Sammle aus der folgenden Auflistung jede Zeile, in der die Zeichenfolge „costume“ vorkommt, und gib sie wörtlich wieder.

| Bereitgestellte Einträge |
--------
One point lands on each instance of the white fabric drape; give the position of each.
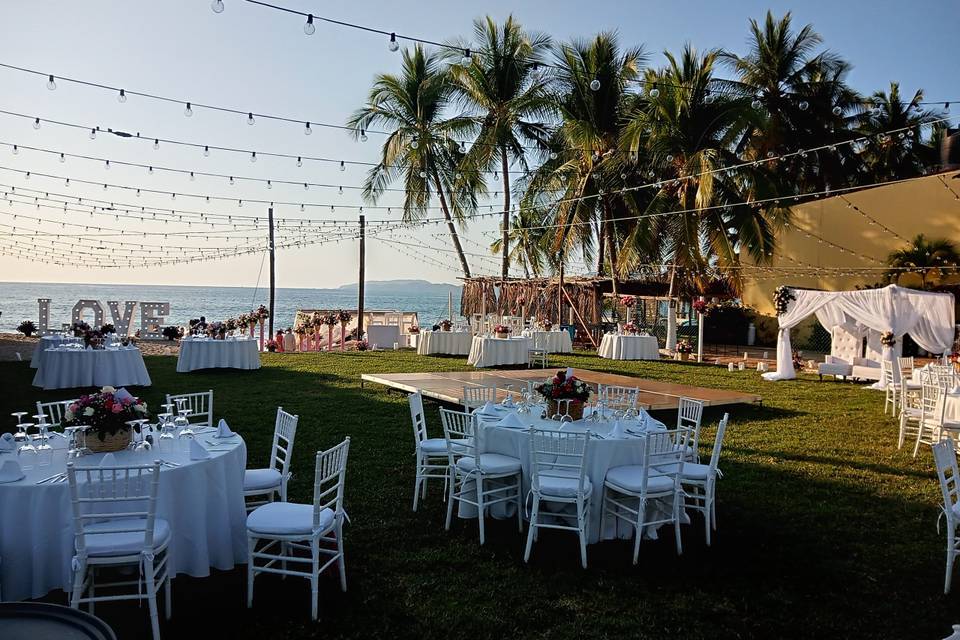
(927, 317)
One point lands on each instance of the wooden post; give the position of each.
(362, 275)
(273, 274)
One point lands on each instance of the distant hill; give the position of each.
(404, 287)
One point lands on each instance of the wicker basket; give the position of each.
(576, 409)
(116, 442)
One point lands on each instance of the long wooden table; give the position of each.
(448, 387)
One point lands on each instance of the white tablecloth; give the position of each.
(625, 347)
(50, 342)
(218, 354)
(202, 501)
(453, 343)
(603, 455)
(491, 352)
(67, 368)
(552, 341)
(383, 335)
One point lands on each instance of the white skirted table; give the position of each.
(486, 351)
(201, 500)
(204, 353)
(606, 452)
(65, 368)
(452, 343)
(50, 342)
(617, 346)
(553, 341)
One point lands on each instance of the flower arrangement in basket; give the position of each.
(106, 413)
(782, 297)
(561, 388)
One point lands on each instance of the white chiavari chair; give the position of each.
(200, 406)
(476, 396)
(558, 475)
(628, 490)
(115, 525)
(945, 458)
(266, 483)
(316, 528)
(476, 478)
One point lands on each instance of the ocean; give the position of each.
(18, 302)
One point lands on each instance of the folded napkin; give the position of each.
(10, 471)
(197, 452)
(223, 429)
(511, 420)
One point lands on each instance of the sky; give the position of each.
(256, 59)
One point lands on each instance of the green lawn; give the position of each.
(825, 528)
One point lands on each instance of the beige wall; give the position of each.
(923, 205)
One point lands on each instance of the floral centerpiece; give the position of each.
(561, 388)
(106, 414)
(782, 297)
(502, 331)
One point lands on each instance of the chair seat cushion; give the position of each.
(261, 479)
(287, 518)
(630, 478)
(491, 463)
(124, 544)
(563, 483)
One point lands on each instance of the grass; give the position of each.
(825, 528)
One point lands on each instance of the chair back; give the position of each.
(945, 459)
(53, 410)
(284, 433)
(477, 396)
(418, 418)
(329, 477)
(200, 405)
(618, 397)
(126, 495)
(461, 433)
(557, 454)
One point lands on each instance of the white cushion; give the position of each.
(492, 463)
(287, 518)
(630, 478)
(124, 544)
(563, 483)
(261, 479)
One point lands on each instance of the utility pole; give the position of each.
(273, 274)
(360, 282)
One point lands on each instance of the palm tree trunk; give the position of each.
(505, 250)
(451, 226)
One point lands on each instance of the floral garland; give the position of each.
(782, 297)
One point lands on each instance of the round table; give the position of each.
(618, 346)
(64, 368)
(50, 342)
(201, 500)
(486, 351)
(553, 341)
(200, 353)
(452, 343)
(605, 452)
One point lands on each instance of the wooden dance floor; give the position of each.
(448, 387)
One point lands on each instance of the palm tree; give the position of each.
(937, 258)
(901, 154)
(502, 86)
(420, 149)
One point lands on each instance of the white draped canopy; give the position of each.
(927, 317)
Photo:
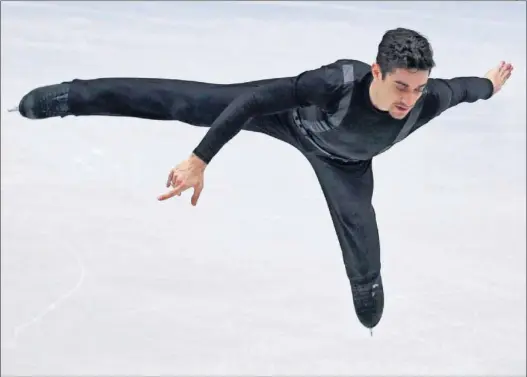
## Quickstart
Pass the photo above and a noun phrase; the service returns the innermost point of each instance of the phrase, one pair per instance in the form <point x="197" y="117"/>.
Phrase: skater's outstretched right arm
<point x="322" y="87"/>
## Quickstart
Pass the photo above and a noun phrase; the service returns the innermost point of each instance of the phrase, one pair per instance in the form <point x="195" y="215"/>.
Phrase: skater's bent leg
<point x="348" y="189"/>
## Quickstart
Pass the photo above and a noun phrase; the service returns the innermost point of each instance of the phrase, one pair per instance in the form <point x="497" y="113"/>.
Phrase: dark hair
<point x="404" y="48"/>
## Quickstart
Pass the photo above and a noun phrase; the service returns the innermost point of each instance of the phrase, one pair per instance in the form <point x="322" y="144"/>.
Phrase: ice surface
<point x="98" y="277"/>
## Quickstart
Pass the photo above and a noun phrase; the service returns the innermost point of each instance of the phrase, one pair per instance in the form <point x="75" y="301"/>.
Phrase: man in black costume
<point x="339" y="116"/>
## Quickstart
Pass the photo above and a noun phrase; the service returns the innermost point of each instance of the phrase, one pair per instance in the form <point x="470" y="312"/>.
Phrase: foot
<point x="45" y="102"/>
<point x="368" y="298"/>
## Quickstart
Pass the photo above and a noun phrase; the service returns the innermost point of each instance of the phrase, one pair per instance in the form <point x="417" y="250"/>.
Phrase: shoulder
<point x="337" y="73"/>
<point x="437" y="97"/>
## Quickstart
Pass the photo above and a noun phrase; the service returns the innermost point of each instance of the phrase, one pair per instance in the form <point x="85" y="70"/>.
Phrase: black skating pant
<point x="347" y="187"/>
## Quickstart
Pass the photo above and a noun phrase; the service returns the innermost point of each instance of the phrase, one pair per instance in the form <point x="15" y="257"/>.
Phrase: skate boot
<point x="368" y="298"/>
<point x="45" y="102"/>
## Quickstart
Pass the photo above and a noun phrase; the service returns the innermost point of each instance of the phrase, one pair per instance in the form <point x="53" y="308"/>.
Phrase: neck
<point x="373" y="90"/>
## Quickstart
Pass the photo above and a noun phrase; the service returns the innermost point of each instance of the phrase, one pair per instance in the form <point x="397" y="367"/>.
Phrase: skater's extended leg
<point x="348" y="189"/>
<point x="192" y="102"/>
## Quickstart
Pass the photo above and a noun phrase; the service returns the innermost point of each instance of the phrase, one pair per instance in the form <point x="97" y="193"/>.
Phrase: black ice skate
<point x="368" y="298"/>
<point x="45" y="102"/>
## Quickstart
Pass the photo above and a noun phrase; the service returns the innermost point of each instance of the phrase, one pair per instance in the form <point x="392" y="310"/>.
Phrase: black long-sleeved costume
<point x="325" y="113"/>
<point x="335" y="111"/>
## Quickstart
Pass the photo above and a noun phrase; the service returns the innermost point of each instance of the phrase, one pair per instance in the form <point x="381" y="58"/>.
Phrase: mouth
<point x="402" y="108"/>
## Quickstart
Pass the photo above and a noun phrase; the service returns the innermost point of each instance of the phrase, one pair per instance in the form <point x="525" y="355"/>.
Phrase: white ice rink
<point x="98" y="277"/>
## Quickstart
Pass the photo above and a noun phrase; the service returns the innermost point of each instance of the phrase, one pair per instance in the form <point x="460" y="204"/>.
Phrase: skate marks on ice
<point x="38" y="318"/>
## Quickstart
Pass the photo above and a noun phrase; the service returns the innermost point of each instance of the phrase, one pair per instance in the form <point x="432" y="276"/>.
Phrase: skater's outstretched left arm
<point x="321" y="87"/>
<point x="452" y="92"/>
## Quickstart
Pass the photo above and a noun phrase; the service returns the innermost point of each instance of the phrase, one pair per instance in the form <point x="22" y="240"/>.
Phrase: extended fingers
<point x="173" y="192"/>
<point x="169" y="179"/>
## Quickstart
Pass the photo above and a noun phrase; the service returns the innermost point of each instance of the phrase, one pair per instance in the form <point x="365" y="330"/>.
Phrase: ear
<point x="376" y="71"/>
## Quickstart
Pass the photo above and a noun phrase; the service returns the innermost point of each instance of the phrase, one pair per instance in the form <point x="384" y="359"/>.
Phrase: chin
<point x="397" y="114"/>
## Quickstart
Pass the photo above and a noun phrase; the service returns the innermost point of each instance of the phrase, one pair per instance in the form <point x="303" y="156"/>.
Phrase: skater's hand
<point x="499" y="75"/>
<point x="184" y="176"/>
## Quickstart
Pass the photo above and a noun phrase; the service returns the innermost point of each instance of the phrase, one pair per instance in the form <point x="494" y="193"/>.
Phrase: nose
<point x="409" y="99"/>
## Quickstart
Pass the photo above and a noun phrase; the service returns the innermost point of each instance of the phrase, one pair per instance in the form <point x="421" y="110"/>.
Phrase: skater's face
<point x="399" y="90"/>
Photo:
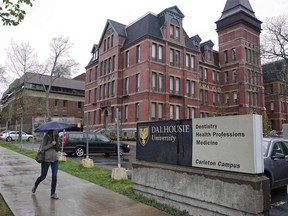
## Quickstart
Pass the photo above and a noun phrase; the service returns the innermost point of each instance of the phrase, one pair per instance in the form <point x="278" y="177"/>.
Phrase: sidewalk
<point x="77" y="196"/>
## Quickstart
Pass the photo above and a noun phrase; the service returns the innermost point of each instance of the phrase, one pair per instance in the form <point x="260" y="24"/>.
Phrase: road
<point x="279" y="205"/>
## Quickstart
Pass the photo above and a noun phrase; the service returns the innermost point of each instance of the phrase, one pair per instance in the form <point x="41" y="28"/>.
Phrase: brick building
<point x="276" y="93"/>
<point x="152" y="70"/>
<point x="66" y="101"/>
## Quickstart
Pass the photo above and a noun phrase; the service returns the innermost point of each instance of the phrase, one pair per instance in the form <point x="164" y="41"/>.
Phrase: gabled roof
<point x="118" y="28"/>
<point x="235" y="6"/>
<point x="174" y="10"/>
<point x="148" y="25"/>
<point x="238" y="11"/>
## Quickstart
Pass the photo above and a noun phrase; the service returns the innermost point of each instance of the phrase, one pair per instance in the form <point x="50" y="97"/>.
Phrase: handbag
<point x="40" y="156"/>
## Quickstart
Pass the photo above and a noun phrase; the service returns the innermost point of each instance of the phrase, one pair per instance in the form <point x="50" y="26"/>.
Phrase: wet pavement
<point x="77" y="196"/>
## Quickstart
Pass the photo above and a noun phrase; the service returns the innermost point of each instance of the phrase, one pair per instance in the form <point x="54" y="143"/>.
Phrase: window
--------
| Übungsergebnis |
Phrase: man in black costume
Phrase: black long-sleeved costume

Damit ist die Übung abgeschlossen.